==== TEXT SEGMENT ====

According to a bigwig of the interior ministry, with the latest ban imposed on Ahle Sunnat Wal Jamaat (ASWJ), Al Harmain Foundation (AHF) and Rabita Trust (RT),
I believe al-Harumain and Rabita Trust were banned under Perv in 2002 or thereabouts and removed after their protestations of innocence around 2006. The dates are just off the top of my head, so could be wrong.
the number of outlawed organizations and groups has risen to 38. The three organizations were outlawed by the United Nations
...boodling on the grand scale...
in 2009 under a resolution adopted by the Security Council.
... and three years later Pakistain gets around to putting them on the list of banned organizations, a process that still has nothing to do with putting them out of business...
The ASWJ, known previously as the Sipah-e-Sahaba Pakistain
...a Sunni Deobandi organization, a formerly registered Pak political party, established in the early 1980s in Jhang by Maulana Haq Nawaz Jhangvi. Its stated goal is to oppose Shia influence in Pakistain. They're not too big on Brelvis, either. Or Christians. Or anybody else who's not them. The organization was banned in 2002 as a terrorist organization, but somehow it keeps ticking along, piling up the corpse counts...
(SSP), is taking part in activities of a recently-formed group of religious organizations, Difa-e-Pakistain Council.
...and no suggestion of "banning" the Difa-e-Pakistain Council...
The council recently attracted large crowds at some of its public meetings in different cities where it lambasted both Islamabad and Washington.

The council may strongly react to the government's decision to ban one of its important members.
... probably by blowing something up or killing somebody or both...
The AHF is a Soddy Arabia-based organization and also working in Pakistain.

The official said the interior ministry had sent letters to the four provincial home secretaries, informing them about the ban on the three organizations. According to the BBC, ASWJ chief Maulana Ahmed Ludhyanvi expressed ignorance about any such ban.
"No, no! Certainly not!"
However,
Caliphornia hasn't yet slid into the ocean, no matter how hard it's tried...
he said if it was true he would opt for a legal fight. "We are a peaceful organization," he was quoted as saying. "If anyone places a ban on us...they are trying to place a ban on Pakistain."

==== SUPPLIED INFORMATION ====

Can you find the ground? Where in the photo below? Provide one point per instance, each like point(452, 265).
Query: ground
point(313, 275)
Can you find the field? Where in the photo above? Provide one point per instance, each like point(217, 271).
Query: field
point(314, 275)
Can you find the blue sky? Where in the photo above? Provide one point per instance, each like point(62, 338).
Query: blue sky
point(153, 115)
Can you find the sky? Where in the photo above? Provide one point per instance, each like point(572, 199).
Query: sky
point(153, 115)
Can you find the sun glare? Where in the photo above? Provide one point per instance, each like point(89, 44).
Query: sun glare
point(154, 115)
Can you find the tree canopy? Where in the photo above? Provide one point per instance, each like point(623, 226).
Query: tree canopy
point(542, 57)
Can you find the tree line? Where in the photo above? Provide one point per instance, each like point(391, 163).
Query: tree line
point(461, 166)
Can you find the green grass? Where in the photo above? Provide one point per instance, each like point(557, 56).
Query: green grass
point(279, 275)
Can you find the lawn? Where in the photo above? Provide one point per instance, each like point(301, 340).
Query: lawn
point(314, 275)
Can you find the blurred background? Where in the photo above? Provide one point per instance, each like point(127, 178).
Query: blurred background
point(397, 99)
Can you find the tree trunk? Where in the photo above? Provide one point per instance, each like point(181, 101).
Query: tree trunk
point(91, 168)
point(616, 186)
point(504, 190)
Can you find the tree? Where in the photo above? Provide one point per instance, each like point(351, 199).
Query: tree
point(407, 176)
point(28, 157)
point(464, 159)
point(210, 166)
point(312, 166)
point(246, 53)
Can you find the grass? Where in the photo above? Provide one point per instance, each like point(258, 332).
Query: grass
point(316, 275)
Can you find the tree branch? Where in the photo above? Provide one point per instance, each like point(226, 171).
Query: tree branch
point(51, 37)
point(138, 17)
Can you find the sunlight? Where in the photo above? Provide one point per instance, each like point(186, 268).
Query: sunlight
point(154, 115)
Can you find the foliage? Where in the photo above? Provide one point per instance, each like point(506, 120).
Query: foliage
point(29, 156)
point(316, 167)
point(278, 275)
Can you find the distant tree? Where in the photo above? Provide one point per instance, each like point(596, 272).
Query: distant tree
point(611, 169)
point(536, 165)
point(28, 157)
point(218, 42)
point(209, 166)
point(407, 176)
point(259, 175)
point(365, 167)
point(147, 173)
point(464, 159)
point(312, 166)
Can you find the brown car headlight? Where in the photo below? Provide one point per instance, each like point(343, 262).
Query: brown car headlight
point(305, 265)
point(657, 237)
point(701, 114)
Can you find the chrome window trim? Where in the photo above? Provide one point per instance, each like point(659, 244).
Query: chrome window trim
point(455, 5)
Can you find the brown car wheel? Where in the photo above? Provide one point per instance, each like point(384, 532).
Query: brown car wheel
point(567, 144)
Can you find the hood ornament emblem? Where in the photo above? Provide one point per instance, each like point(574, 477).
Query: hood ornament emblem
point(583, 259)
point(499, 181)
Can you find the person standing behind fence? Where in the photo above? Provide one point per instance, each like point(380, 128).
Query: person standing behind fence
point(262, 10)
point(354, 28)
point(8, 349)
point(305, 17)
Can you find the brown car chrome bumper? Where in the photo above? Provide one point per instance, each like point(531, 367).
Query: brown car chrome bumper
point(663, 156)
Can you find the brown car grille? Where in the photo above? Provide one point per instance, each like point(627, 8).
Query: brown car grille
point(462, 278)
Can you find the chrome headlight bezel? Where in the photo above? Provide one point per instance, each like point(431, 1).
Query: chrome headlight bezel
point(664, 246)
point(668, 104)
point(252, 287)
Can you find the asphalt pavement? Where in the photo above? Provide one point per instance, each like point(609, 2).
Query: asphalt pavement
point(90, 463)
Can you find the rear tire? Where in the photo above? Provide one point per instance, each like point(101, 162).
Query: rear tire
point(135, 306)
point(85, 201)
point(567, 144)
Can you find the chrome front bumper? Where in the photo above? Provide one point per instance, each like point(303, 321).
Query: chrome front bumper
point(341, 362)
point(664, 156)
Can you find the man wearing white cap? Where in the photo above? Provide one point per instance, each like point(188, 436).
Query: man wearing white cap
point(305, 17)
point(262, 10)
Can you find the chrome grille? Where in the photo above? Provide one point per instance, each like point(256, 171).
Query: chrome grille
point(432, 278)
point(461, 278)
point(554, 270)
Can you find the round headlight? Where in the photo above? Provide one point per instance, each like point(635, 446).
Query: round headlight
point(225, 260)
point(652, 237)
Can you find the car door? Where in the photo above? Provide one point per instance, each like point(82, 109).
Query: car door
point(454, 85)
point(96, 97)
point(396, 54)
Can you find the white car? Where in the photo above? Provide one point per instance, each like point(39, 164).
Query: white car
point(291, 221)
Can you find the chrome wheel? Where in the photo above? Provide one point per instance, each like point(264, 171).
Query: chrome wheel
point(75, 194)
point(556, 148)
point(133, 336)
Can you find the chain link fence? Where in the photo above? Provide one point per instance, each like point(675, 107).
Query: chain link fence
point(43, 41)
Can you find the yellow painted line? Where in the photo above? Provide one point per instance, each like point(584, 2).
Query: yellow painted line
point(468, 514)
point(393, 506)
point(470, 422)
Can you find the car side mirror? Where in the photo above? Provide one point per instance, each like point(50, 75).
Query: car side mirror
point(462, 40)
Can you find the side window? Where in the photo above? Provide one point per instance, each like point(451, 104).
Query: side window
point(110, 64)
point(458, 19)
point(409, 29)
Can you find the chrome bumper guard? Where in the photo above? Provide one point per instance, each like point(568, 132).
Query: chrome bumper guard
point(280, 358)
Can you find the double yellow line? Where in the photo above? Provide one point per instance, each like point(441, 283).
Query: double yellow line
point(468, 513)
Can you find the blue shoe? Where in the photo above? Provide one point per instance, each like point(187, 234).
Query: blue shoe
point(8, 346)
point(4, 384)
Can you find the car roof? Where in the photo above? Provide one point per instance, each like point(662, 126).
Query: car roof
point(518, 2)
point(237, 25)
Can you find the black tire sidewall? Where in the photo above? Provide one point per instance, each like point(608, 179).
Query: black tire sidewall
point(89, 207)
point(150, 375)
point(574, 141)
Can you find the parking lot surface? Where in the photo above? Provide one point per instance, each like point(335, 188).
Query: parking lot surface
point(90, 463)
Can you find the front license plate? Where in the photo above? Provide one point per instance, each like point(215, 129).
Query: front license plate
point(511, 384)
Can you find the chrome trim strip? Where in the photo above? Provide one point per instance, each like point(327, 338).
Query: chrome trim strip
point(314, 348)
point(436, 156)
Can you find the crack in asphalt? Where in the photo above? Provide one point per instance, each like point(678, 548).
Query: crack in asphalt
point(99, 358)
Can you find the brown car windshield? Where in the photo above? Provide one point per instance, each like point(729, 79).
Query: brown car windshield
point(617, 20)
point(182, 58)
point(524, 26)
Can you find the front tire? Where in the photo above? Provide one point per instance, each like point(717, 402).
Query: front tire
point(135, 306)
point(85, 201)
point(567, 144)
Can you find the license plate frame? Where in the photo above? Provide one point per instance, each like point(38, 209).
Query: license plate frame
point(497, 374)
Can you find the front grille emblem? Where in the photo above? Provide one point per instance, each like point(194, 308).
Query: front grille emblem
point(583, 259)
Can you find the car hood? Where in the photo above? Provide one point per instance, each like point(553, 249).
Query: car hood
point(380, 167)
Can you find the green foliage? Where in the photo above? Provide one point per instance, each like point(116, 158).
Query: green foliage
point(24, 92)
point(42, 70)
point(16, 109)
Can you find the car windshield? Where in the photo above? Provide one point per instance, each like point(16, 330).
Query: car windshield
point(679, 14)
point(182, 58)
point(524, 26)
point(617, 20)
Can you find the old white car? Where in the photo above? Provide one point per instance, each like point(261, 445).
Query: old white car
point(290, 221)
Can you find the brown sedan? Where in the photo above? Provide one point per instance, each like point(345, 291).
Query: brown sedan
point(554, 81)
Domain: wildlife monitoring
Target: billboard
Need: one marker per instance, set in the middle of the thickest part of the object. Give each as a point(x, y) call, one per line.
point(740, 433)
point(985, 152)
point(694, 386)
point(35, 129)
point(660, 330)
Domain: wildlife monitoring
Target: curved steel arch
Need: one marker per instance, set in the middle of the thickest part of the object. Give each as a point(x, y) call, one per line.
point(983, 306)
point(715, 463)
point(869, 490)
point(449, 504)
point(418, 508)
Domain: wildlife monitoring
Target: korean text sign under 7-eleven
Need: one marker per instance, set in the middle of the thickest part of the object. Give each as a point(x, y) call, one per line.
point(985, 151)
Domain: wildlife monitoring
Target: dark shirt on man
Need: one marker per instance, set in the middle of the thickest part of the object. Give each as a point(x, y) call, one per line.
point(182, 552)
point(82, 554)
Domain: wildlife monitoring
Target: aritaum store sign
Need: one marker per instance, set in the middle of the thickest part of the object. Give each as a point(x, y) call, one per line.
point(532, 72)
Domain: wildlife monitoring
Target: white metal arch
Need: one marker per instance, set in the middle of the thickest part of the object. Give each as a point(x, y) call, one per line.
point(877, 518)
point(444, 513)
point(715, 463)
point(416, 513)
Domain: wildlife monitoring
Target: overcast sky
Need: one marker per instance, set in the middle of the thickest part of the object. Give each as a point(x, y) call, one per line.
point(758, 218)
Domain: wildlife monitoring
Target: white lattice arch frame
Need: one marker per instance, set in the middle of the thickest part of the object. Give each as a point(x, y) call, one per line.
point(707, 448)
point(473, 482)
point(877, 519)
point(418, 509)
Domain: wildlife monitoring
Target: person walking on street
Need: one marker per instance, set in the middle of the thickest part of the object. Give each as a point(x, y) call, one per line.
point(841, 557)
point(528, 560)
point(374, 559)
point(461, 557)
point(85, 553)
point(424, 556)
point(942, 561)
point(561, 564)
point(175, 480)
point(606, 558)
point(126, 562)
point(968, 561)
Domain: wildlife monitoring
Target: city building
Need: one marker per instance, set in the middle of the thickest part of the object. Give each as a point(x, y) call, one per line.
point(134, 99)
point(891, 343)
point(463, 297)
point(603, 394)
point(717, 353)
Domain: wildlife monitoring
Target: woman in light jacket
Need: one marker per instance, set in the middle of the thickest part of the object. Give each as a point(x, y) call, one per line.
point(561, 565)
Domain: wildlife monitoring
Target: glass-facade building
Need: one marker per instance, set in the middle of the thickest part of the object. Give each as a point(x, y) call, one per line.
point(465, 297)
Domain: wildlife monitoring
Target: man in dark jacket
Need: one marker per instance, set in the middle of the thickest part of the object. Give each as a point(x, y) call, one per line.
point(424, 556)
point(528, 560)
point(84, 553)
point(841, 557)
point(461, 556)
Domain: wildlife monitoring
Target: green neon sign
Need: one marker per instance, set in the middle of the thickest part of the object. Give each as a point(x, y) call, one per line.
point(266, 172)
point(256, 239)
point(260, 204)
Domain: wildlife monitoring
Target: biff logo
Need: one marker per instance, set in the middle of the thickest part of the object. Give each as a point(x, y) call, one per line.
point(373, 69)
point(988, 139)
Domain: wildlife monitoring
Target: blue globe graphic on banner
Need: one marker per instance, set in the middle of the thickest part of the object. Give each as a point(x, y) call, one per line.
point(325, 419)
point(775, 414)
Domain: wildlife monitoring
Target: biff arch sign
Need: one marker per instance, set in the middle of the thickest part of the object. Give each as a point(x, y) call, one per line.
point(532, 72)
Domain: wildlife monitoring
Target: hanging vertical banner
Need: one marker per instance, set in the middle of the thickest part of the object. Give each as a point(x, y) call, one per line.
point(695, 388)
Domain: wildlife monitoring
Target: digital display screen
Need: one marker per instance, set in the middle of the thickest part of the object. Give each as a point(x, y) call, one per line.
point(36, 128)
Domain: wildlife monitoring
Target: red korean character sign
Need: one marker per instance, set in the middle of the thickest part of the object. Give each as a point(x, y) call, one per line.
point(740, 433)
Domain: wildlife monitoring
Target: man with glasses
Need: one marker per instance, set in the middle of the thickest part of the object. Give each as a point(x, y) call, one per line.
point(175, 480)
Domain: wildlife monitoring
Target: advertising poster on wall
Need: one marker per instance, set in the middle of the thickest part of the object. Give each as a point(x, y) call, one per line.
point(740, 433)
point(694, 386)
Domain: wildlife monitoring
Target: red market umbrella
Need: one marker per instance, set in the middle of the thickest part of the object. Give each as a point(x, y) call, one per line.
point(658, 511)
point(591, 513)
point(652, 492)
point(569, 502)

====

*EXERCISE INSTRUCTIONS*.
**1)** Reproduce word for word the portion of the passage on the banned organizations that begins at the words "The official said" and stops after "any such ban.".
**2)** Write the next part of the passage on the ban against the three organizations, picking up after its last sentence.
You won't need the records for any of this.

*TASK-BY-TASK RESULTS*.
**1)**
The official said the interior ministry had sent letters to the four provincial home secretaries, informing them about the ban on the three organizations. According to the BBC, ASWJ chief Maulana Ahmed Ludhyanvi expressed ignorance about any such ban.

**2)**
A document, which the BBC describes as a notification issued by the interior ministry that was not publicly announced, claimed that the ASWJ was suspected to be involved in acts of terrorism in the country and, therefore, it was being added to the first schedule of the Anti-Terrorism Act, 1997.

The organizations previously banned by the government are: Lashkar-e-Jhangvi
... a 'more violent' offshoot of Sipah-e-Sahaba Pakistain. LeJ's purpose in life is to murder anyone who's not of utmost religious purity, starting with Shiites but including Brelvis, Ahmadis, Christians, Jews, Buddhists, Rosicrucians, and just about anyone else you can think of. They are currently a wholly-owned subsidiary of al-Qaeda ...
, Sipah-e-Muhammad Pakistain (banned on Aug 14, 2001), Jaish-e-Muhammad, Lashkar-e-Taiba
...the Army of the Pure, an Ahl-e-Hadith terror organization founded by Hafiz Saeed. LeT masquerades behind the Jamaat-ud-Dawa facade within Pakistain and periodically blows things up and kills people in India. Despite the fact that it is banned, always an interesting concept in Pakistain, the organization remains an blatant tool and perhaps an arm of the ISI...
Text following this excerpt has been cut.